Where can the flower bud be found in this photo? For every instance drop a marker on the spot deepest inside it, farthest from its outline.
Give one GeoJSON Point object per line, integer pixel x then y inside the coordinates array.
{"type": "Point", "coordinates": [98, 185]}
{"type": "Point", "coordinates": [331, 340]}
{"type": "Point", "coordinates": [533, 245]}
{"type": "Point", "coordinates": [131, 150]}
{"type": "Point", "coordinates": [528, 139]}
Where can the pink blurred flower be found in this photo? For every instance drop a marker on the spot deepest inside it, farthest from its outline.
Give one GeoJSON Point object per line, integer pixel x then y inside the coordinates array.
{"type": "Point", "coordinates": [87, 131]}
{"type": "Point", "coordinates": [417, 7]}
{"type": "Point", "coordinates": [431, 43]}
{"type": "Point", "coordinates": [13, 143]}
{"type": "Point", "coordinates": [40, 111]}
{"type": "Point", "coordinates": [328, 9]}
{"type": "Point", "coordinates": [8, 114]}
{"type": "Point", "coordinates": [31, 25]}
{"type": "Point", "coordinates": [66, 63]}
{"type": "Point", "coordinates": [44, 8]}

Stated task
Update every one of the rows above by swapping "drop a marker" for "put a pin", and leave the rest of each line as it is.

Exercise answer
Where can the flower bud be found in this photo? For every instance put a pin on the spot deepest inside it, farthest from its outline.
Give one GeoJSON Point object per line, integer pixel x then y inside the coordinates array.
{"type": "Point", "coordinates": [98, 185]}
{"type": "Point", "coordinates": [331, 340]}
{"type": "Point", "coordinates": [533, 245]}
{"type": "Point", "coordinates": [131, 150]}
{"type": "Point", "coordinates": [528, 139]}
Where can the pink blurred flower be found in this photo? For every instance put a pin on the spot deepest inside it, farthest from its outline.
Give one GeoJSON Point object per line, integer pixel x then y inside the coordinates array.
{"type": "Point", "coordinates": [87, 131]}
{"type": "Point", "coordinates": [417, 7]}
{"type": "Point", "coordinates": [431, 43]}
{"type": "Point", "coordinates": [13, 143]}
{"type": "Point", "coordinates": [40, 111]}
{"type": "Point", "coordinates": [328, 9]}
{"type": "Point", "coordinates": [8, 114]}
{"type": "Point", "coordinates": [31, 25]}
{"type": "Point", "coordinates": [66, 63]}
{"type": "Point", "coordinates": [44, 8]}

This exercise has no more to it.